▶ _WHAT THIS TASK INVOLVES_:
Pick out each row below that contains the word "dumbbell", and copy those rows in full.

-- Start DATASET ENTRIES --

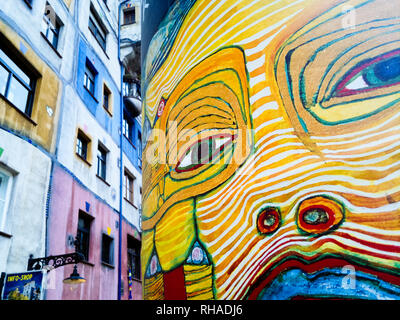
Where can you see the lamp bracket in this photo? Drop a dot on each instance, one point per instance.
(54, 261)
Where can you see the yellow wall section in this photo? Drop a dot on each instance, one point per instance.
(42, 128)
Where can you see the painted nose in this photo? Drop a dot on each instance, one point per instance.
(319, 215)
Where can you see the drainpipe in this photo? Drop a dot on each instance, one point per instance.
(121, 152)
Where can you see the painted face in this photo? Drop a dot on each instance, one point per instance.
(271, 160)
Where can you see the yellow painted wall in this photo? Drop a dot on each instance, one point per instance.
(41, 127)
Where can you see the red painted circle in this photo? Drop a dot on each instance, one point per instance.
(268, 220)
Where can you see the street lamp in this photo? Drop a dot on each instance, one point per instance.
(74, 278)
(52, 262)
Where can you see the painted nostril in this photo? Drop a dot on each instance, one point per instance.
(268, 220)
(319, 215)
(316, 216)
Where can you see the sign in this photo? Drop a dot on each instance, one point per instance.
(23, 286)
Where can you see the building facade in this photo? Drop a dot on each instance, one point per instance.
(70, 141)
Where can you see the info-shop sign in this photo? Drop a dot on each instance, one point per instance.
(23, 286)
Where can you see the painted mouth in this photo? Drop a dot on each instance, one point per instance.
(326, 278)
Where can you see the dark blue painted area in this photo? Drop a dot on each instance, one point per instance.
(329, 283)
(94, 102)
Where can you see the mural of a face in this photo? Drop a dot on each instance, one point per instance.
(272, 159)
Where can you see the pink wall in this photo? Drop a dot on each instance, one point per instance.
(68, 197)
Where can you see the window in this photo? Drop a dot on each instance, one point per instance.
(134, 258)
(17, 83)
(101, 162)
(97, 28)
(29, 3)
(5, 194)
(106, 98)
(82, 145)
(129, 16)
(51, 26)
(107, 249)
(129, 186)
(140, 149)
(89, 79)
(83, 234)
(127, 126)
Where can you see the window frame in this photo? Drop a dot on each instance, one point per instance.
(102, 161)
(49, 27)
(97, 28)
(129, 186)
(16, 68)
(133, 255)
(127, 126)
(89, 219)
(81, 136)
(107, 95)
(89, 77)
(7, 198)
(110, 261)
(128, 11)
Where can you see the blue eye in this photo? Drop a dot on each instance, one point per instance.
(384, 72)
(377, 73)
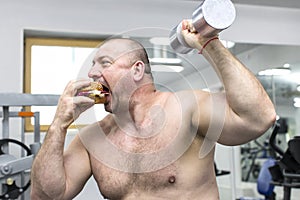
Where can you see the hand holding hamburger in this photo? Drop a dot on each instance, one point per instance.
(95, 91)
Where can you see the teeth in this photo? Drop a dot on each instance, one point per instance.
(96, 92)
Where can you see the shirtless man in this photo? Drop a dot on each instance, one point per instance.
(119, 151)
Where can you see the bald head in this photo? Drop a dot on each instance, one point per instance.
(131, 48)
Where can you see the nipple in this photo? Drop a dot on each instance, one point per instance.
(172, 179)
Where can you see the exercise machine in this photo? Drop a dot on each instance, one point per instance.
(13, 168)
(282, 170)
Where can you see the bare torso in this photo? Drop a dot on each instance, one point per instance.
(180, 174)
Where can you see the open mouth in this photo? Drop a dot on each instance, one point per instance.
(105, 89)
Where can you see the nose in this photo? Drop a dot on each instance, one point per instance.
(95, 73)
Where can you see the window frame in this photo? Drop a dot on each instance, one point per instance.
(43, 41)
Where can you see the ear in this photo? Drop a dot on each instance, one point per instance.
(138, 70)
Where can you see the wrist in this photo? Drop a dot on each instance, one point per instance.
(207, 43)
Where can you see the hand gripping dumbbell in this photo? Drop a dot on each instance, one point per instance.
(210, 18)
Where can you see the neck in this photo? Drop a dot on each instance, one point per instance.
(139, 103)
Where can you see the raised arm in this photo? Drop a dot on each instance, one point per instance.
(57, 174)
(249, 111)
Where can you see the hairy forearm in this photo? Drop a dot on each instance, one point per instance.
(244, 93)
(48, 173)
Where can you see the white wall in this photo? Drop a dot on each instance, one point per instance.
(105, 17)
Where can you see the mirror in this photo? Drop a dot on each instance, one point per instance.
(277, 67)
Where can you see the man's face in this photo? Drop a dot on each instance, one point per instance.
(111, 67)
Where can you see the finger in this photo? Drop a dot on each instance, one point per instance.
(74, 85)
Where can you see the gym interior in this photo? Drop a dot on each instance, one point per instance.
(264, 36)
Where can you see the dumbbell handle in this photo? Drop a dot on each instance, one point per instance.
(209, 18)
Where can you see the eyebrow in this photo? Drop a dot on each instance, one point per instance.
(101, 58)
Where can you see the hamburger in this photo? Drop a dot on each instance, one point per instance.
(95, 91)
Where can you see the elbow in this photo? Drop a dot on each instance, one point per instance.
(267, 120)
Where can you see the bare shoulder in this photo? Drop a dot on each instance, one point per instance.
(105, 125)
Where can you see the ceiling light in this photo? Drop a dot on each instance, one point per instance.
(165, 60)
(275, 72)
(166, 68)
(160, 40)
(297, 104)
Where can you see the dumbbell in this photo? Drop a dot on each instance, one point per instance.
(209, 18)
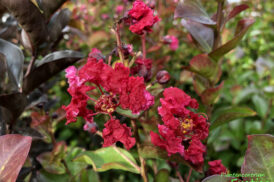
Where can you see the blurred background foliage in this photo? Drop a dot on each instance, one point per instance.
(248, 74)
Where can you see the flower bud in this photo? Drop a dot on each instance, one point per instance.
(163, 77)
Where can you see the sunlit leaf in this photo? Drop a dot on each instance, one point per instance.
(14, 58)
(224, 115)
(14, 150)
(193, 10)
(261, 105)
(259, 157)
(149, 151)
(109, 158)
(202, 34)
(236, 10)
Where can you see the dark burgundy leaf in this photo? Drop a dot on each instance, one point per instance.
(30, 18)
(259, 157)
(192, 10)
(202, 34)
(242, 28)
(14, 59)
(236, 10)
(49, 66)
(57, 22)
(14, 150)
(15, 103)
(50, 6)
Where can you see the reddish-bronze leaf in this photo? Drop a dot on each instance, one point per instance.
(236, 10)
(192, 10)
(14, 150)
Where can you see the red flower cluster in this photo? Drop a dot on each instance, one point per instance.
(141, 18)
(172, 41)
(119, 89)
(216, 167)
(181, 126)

-- End DATASET ENTRIES --
-- Start DATASET ENTRIES --

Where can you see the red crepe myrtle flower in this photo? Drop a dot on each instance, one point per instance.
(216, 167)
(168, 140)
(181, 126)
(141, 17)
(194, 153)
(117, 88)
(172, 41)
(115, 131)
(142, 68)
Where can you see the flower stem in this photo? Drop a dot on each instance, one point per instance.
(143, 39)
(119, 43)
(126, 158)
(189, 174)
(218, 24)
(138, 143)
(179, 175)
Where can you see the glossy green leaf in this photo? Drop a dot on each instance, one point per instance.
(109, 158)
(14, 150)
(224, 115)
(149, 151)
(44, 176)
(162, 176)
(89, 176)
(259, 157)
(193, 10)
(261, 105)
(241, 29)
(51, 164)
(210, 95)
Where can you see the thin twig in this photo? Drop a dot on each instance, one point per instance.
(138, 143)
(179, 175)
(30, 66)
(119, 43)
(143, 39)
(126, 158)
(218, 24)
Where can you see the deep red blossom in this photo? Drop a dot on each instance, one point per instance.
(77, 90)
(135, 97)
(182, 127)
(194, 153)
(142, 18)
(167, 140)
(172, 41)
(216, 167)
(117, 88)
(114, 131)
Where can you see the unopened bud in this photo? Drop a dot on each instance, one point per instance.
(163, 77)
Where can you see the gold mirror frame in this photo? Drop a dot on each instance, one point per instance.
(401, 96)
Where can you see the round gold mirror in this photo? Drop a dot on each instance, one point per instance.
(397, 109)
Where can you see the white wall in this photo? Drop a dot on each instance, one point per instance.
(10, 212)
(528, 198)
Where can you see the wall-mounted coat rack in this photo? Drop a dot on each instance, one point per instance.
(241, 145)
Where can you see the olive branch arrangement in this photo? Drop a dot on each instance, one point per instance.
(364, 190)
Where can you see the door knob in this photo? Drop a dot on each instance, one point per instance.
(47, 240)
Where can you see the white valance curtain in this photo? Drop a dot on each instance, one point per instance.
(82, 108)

-- End DATASET ENTRIES --
-- Start DATASET ENTRIES --

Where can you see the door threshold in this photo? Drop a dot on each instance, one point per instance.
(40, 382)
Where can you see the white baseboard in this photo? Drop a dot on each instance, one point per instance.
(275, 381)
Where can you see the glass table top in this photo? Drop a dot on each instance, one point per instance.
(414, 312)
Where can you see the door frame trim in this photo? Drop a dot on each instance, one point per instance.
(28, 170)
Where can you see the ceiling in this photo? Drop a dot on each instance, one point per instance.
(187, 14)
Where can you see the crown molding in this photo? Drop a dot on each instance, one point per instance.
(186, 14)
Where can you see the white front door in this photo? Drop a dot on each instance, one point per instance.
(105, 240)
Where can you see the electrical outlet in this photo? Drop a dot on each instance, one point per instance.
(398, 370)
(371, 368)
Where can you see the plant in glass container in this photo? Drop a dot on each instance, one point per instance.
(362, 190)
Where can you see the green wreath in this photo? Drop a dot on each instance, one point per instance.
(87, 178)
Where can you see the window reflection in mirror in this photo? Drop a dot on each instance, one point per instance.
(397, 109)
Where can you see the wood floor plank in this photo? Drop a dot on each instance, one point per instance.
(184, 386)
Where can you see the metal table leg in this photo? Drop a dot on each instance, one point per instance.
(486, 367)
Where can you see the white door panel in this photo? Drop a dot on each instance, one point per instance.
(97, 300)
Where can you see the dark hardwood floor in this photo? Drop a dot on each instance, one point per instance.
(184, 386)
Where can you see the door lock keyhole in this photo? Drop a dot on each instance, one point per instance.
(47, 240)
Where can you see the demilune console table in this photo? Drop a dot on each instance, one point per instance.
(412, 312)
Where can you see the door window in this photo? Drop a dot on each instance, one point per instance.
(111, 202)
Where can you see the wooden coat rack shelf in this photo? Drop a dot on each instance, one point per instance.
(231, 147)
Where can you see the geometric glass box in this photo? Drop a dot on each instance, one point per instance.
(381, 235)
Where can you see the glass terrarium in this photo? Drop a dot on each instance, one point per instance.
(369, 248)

-- End DATASET ENTRIES --

▶ _EXPECTED OUTPUT_:
Where can you see the hand gripping dumbbell in this photo? Drop a dot on each instance, one point per instance.
Where can you see the dumbbell handle in this photo? Drop a dot on each instance, one point per instance.
Where can you see the dumbbell in this photo? Drop a dot on each instance, one point per instance.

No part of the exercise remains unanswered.